### Text shown

--- --- ---

I’ve known Joan since she first wandered through the front door of the Montshire one summer morning in 1978. The director, Dr. Robert Chaffee, hired her to envision, design, build, and finally, install displays in the fledgling museum.

No one directed Joan that first day; it took hours before anybody even realized she had arrived. We were all lost in our own respective projects – freeze-drying salamanders, pinning moths, chipping rocks with a tiny hammer.
   
Between 1977 and 1989, the museum occupied a converted bowling alley, across from the Hanover Fire station. The floor was checkerboard linoleum.  The walls were brick, and thinly insulated, the exhibit space long and narrow. When you walked through the glass front doors, past the receptionist’s desk (which was either empty or occupied by anyone who didn’t have something else to do), the first thing you saw was a stuffed European wild boar, wearing a red felt hat.
   
Joan inherited an odd-shaped exhibit space, artfully turning it into a learning center. In those early years, the staff was an undisciplined lot. When someone burst into the building and announced that an otter was gamboling on the frozen Ompompanoosuc, everybody piled in cars and drove over to Norwich to watch.

Joan’s friends often helped her meet her deadlines. Once, during the final stages of a renovation, three of us joined her for an all night work session. When the janitor arrived the following morning, just before the museum opened to the public, he pulled back the curtain in the program room to find all of us curled in sleeping bags, oblivious.

--- --- ---

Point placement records
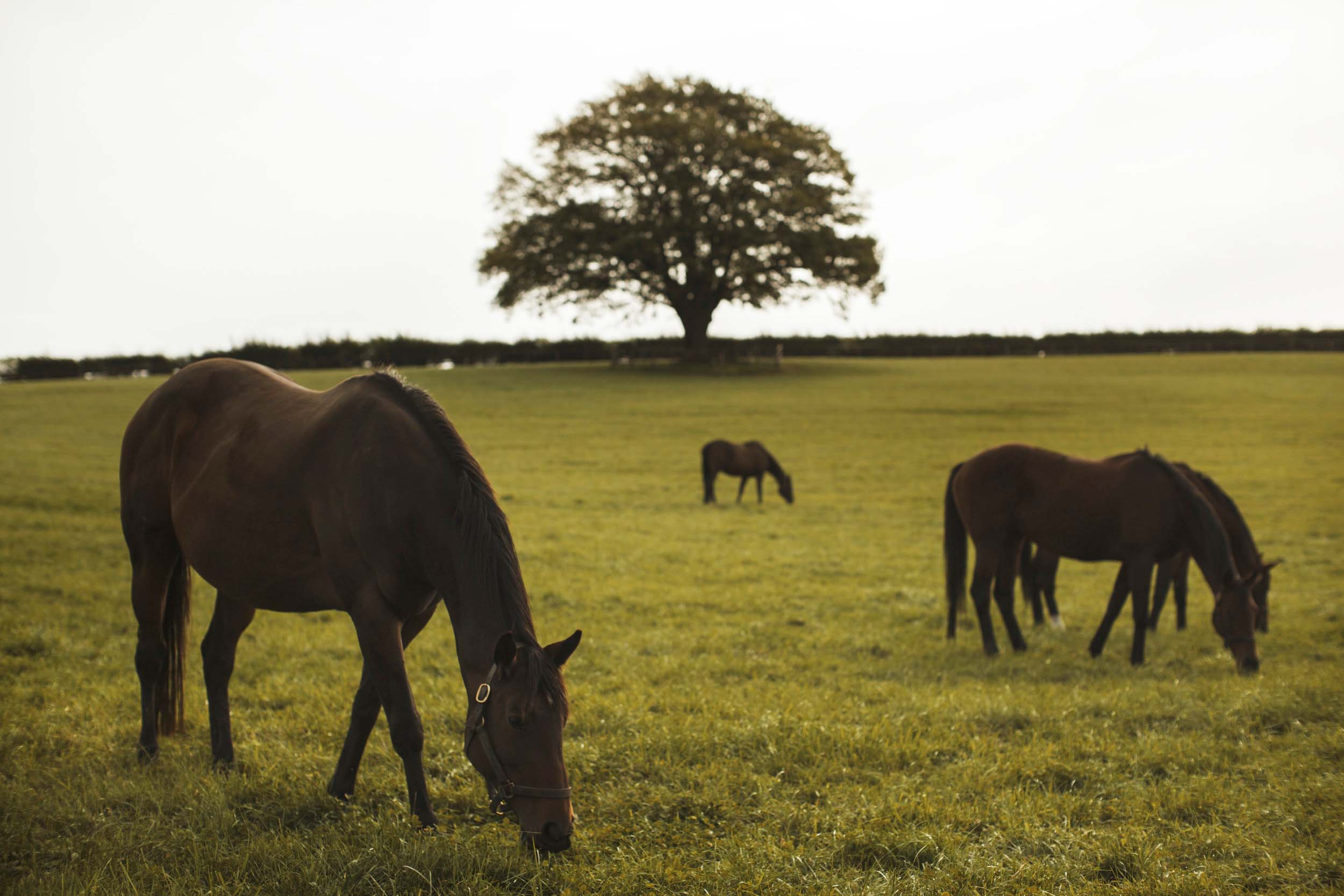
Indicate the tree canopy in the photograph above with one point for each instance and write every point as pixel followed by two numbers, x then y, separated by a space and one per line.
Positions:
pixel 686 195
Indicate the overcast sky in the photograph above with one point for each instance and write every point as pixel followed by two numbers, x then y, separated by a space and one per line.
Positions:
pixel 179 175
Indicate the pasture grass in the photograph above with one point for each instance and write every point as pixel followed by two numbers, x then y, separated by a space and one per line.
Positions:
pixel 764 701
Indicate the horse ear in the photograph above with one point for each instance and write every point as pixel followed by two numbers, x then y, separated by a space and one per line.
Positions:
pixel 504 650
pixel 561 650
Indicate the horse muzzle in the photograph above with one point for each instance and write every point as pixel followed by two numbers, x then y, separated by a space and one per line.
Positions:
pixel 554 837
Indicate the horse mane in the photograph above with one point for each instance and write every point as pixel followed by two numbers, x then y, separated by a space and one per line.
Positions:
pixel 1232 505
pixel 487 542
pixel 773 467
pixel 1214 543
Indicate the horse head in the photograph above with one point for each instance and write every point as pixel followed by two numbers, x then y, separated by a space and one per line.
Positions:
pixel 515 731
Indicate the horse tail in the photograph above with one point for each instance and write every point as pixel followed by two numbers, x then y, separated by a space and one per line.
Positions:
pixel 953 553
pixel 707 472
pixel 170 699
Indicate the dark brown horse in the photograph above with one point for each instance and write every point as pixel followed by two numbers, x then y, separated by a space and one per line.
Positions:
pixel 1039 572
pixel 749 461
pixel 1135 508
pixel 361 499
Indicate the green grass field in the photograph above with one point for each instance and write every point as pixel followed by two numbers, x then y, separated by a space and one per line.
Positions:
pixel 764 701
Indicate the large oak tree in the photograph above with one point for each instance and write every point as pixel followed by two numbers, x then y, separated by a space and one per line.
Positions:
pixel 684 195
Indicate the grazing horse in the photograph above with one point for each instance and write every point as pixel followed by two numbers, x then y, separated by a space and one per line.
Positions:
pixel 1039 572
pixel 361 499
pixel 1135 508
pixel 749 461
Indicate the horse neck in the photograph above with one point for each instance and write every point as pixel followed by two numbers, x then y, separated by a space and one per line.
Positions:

--- --- ---

### What you need to do
[1] In the Montshire passage, what building did the museum occupy between 1977 and 1989?
[2] Does each statement agree with the Montshire passage? Answer yes or no for each, quoting the words that decide it.
(a) Dr. Robert Chaffee hired Joan.
(b) The museum floor was carpeted.
(c) The janitor found the group awake at work.
[3] Proceed with the Montshire passage, picking up after its last sentence.
The listing is separate material, unrelated to the Montshire passage.

### Set of answers
[1] A converted bowling alley, across from the Hanover Fire station.

[2]
(a) Yes: "The director, Dr. Robert Chaffee, hired her to envision, design, build, and finally, install displays in the fledgling museum."
(b) No: "The floor was checkerboard linoleum."
(c) No: "he pulled back the curtain in the program room to find all of us curled in sleeping bags, oblivious."

[3]
   
Through the years Joan developed a knack for doing more with less. There was always less time and less money than exhibits deserved.  And the stress of deadlines could be grueling, particularly after the Montshire moved to Norwich in 1989 and transformed itself into a world-class institution.

Joan was buoyed by her love of learning and her joy of working with experts, both scientific and artistic.  "The Upper Valley," she’s fond of saying, "is filled with such talented people."  But still, there was simply too much to do in the new building. So Joan developed a new skill – that of farming out jobs to others to meet the deadlines. "I discovered," she said, "That they did a better job than I would have done alone." 

The museum and its adoring public are better for the fact that Joan Waltermire willingly sought assistance and shared the credit of her success with everyone that helped her out.